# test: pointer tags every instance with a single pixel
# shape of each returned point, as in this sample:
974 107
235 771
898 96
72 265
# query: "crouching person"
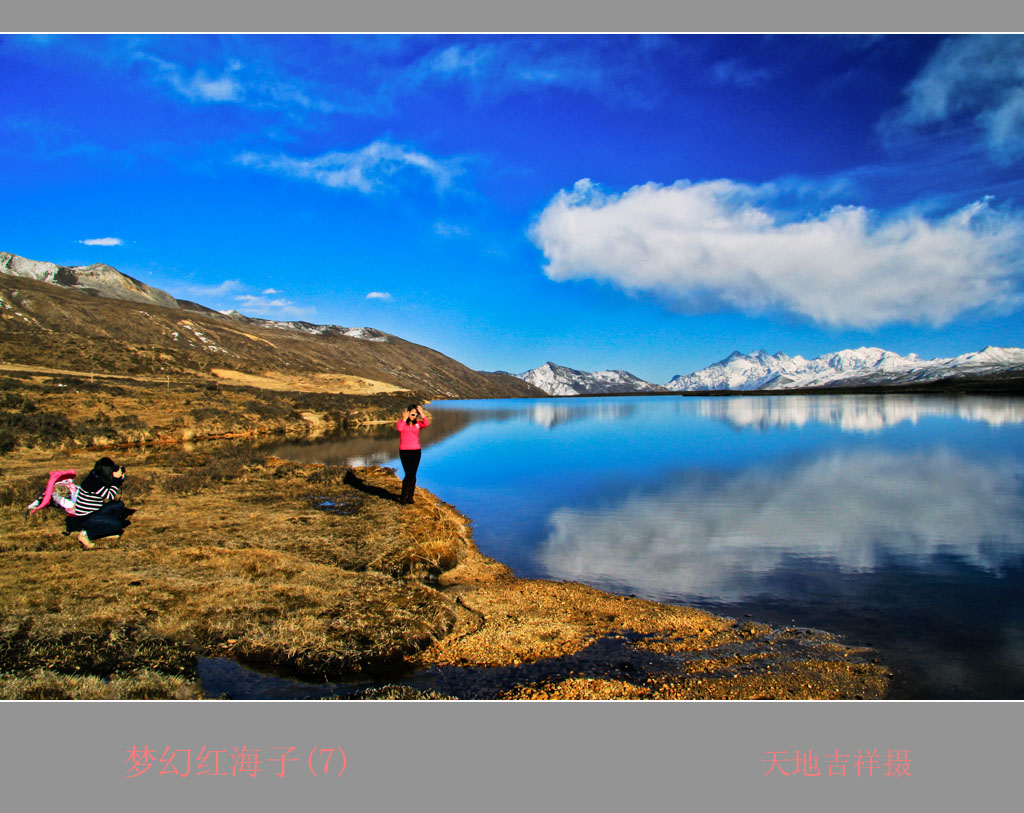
96 511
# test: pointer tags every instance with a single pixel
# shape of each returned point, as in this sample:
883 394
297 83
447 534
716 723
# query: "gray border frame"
507 756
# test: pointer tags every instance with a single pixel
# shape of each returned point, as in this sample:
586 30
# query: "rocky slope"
95 319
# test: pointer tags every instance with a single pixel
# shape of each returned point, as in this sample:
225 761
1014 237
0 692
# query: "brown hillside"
44 325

-------

— Your objective —
Reproduce all of the material above word for word, leaving out the pictures.

— Answer to the problem —
# test: pointer tags every instance with a single pixel
# shape of each returned point, as in this sample:
974 107
235 771
898 96
72 265
# query: "crouching person"
96 511
# test: pointer tags every instance with a single pixel
# shape of each returned point, as in this sample:
883 394
297 83
447 534
716 723
# query: "gray border frame"
507 756
# test: pointer tags every instance with a single pixel
# shape of each returned point, as in this sample:
586 30
# query: "rocky slope"
95 319
# test: pointer tags every instance with a single pixel
# shape of each returned point, as in this sample:
225 761
1014 237
0 692
# query: "brown hillside"
44 325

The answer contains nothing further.